(begin)
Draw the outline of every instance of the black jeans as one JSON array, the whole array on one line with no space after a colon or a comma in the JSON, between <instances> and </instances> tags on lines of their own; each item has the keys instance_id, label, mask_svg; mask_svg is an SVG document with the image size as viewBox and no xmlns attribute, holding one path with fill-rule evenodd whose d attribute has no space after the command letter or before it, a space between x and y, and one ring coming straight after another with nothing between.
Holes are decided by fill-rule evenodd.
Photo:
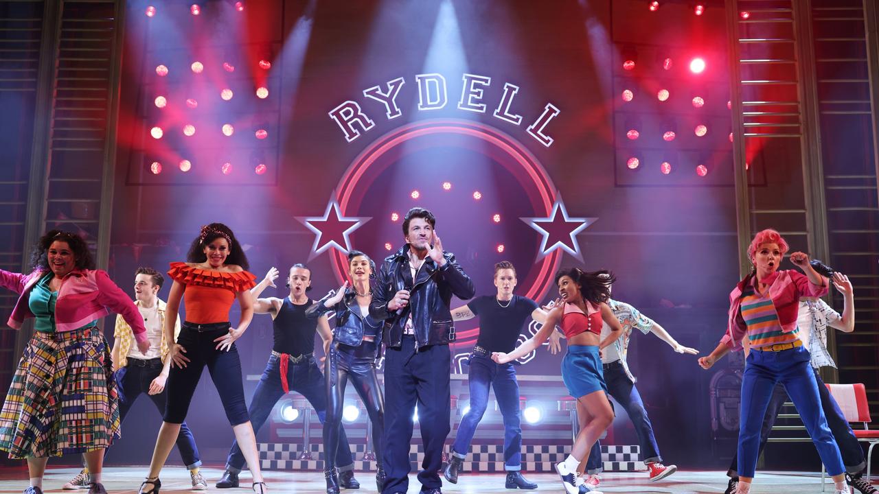
<instances>
[{"instance_id":1,"label":"black jeans","mask_svg":"<svg viewBox=\"0 0 879 494\"><path fill-rule=\"evenodd\" d=\"M146 394L159 413L163 414L168 403L168 390L163 390L157 395L149 394L149 384L162 374L162 359L138 360L128 358L128 364L116 371L116 382L119 383L119 421L125 422L132 405L142 394ZM165 381L167 385L167 381ZM177 448L180 451L180 458L192 470L201 465L199 448L195 446L195 438L184 422L180 425L180 433L177 436ZM110 448L106 449L107 452Z\"/></svg>"},{"instance_id":2,"label":"black jeans","mask_svg":"<svg viewBox=\"0 0 879 494\"><path fill-rule=\"evenodd\" d=\"M409 487L409 449L416 403L425 447L418 481L422 490L442 487L438 472L451 429L451 360L447 345L422 346L416 353L415 338L410 336L403 337L398 348L385 350L385 494L405 492Z\"/></svg>"},{"instance_id":3,"label":"black jeans","mask_svg":"<svg viewBox=\"0 0 879 494\"><path fill-rule=\"evenodd\" d=\"M216 387L226 418L232 425L250 420L247 403L244 402L244 386L241 378L241 360L238 348L232 344L228 352L216 350L214 339L227 334L229 323L216 324L183 323L177 342L183 346L189 362L180 368L171 365L168 375L168 407L164 421L181 424L186 418L189 403L193 401L195 388L201 379L201 371L207 366L214 386Z\"/></svg>"},{"instance_id":4,"label":"black jeans","mask_svg":"<svg viewBox=\"0 0 879 494\"><path fill-rule=\"evenodd\" d=\"M323 447L326 448L325 469L336 466L336 455L339 447L339 434L342 431L342 410L345 407L345 389L351 381L354 390L360 396L363 405L373 425L373 448L378 468L382 468L382 443L384 436L384 399L381 388L375 375L375 344L364 341L361 346L352 347L339 343L334 344L330 357L323 363L324 382L327 396L327 415L323 423ZM363 356L359 356L365 353ZM371 354L370 354L371 353Z\"/></svg>"}]
</instances>

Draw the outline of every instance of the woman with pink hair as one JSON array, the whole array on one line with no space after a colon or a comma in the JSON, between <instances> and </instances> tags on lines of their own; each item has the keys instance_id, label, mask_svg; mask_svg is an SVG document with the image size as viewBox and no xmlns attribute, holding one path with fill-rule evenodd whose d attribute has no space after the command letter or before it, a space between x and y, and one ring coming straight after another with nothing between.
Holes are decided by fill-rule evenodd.
<instances>
[{"instance_id":1,"label":"woman with pink hair","mask_svg":"<svg viewBox=\"0 0 879 494\"><path fill-rule=\"evenodd\" d=\"M849 494L839 448L827 426L815 374L810 367L809 351L797 337L800 297L825 295L829 283L812 268L809 256L803 252L792 253L790 262L805 275L796 271L779 271L788 250L788 243L774 229L765 229L754 236L748 247L753 269L730 294L726 334L710 355L699 359L699 365L710 368L730 350L742 350L743 343L750 347L742 376L737 493L747 494L751 490L763 416L773 389L781 382L794 402L827 473L833 477L836 494Z\"/></svg>"}]
</instances>

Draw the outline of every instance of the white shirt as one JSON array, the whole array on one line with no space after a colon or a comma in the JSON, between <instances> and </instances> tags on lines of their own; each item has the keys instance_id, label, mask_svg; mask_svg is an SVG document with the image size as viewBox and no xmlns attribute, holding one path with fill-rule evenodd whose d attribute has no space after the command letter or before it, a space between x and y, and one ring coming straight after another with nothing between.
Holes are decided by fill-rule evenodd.
<instances>
[{"instance_id":1,"label":"white shirt","mask_svg":"<svg viewBox=\"0 0 879 494\"><path fill-rule=\"evenodd\" d=\"M149 342L149 350L144 355L141 353L137 346L132 345L131 350L128 351L127 358L141 360L158 359L162 357L162 331L163 330L159 325L159 305L158 303L155 303L149 308L138 306L137 309L141 311L141 316L143 317L143 325L147 328L147 341Z\"/></svg>"}]
</instances>

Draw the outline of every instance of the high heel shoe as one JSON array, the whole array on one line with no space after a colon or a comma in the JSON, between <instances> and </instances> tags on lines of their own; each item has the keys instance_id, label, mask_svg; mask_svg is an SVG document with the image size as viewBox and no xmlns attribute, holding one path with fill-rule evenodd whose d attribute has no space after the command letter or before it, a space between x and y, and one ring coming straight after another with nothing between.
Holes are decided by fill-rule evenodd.
<instances>
[{"instance_id":1,"label":"high heel shoe","mask_svg":"<svg viewBox=\"0 0 879 494\"><path fill-rule=\"evenodd\" d=\"M149 490L144 490L143 488L148 483L152 486L152 489L150 489ZM147 480L143 481L143 483L141 483L141 489L140 490L137 491L137 494L159 494L159 488L161 487L162 487L162 481L159 480L159 477L156 477L152 480L150 480L149 477L147 477Z\"/></svg>"}]
</instances>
(end)
Exercise task => Extract the full listing above verbatim; pictures are to be left out of the copy.

Answer to the exercise =>
Draw the outline of every instance of the black jeans as one JSON array, the whole array on one line with no space after a colon or a comma in the JSON, between <instances> and </instances> tags on lines of their own; each item has the keys instance_id, label, mask_svg; mask_svg is an SVG document with the image size as viewBox and no xmlns attribute, holding one path with fill-rule evenodd whose d attribute has no space after the command letter or before it, a space between x and y, and one ring coming straight after another with nothing between.
Holes are decided by fill-rule evenodd.
Photo:
<instances>
[{"instance_id":1,"label":"black jeans","mask_svg":"<svg viewBox=\"0 0 879 494\"><path fill-rule=\"evenodd\" d=\"M146 394L159 413L163 414L168 403L168 390L163 390L157 395L149 394L149 384L162 374L162 359L138 360L128 358L128 364L116 371L116 382L119 383L119 421L125 422L132 405L142 394ZM165 381L167 385L167 381ZM177 448L180 451L180 458L192 470L201 465L199 448L195 446L195 438L184 422L180 425L180 433L177 436ZM110 448L106 449L107 452Z\"/></svg>"},{"instance_id":2,"label":"black jeans","mask_svg":"<svg viewBox=\"0 0 879 494\"><path fill-rule=\"evenodd\" d=\"M409 487L409 449L416 403L425 447L418 481L422 490L442 487L438 472L451 429L451 360L447 345L422 346L416 353L415 338L410 336L403 337L398 348L385 350L385 494L405 492Z\"/></svg>"},{"instance_id":3,"label":"black jeans","mask_svg":"<svg viewBox=\"0 0 879 494\"><path fill-rule=\"evenodd\" d=\"M216 387L226 418L232 425L250 420L247 403L244 402L244 386L241 378L241 360L238 348L232 344L228 352L216 350L214 339L227 334L229 323L216 324L183 323L177 342L183 346L189 362L180 368L171 365L168 375L168 407L164 421L181 424L186 418L189 403L193 401L195 388L201 379L201 371L207 366L214 386Z\"/></svg>"},{"instance_id":4,"label":"black jeans","mask_svg":"<svg viewBox=\"0 0 879 494\"><path fill-rule=\"evenodd\" d=\"M323 447L326 448L325 469L336 466L336 455L339 447L339 434L342 431L342 410L345 407L345 389L351 381L354 390L360 396L363 405L373 425L373 448L378 468L382 468L382 443L384 436L384 399L381 388L375 375L375 344L364 341L361 346L352 347L339 343L334 344L330 357L323 363L324 382L327 396L327 415L323 423ZM363 356L359 356L365 353ZM371 354L370 354L371 353Z\"/></svg>"}]
</instances>

Draw the outline of every instance of the woman with pink hair as one JSON array, the whole array on one line with no space after a colon or a comma in the JSON, between <instances> and </instances> tags on lines of their own; each item has the keys instance_id, label, mask_svg; mask_svg is an SVG document with the image size as viewBox and no xmlns attribute, holding one path with fill-rule evenodd whose d attribute has no space after the command letter or before it, a space between x and y, and one ring coming straight after another with nothing between.
Holes are decided by fill-rule evenodd.
<instances>
[{"instance_id":1,"label":"woman with pink hair","mask_svg":"<svg viewBox=\"0 0 879 494\"><path fill-rule=\"evenodd\" d=\"M849 494L839 448L827 426L815 374L810 367L809 351L797 337L800 297L825 295L829 283L812 268L809 256L803 252L792 253L790 262L805 275L796 271L779 271L788 250L788 243L774 229L765 229L754 236L748 247L753 269L730 294L726 334L710 355L699 359L699 365L710 368L730 350L742 350L743 343L750 347L742 376L737 493L747 494L751 490L763 416L773 389L781 382L794 402L827 473L833 477L836 494Z\"/></svg>"}]
</instances>

Draw the outline of every instance of the white shirt as one JSON array, the whole array on one line with no space after a colon or a comma in the JSON, between <instances> and </instances> tags on lines of their own; each item has the keys instance_id, label, mask_svg; mask_svg is an SVG document with the image size as viewBox and no xmlns attribute, holding one path with fill-rule evenodd whose d attribute has no space after the command letter or before it, a space between x and y, and one ring coming straight after another with nothing between.
Holes are decided by fill-rule evenodd.
<instances>
[{"instance_id":1,"label":"white shirt","mask_svg":"<svg viewBox=\"0 0 879 494\"><path fill-rule=\"evenodd\" d=\"M149 342L149 350L144 355L141 353L137 346L132 345L131 350L128 351L127 358L141 360L158 359L162 357L162 331L163 330L159 325L159 305L158 303L155 303L149 308L138 306L137 309L141 311L141 316L143 317L143 325L147 328L147 341Z\"/></svg>"}]
</instances>

Draw the outline of every instance of the high heel shoe as one JSON array, the whole array on one line with no space after a colon or a comma in the JSON, between <instances> and </instances> tags on lines of their own; each item has the keys instance_id, label, mask_svg; mask_svg is an SVG document with the image size as viewBox and no xmlns attribute, holding one path with fill-rule evenodd whose d attribute has no space after the command letter or before it, a space between x and y, and one ring coming straight after another with nothing between.
Holes are decided by fill-rule evenodd.
<instances>
[{"instance_id":1,"label":"high heel shoe","mask_svg":"<svg viewBox=\"0 0 879 494\"><path fill-rule=\"evenodd\" d=\"M149 490L144 490L143 488L148 483L152 486L152 489L150 489ZM147 480L143 481L143 483L141 483L141 489L140 490L137 491L137 494L159 494L159 488L161 487L162 487L162 481L159 480L159 477L156 477L152 480L150 480L149 477L147 477Z\"/></svg>"}]
</instances>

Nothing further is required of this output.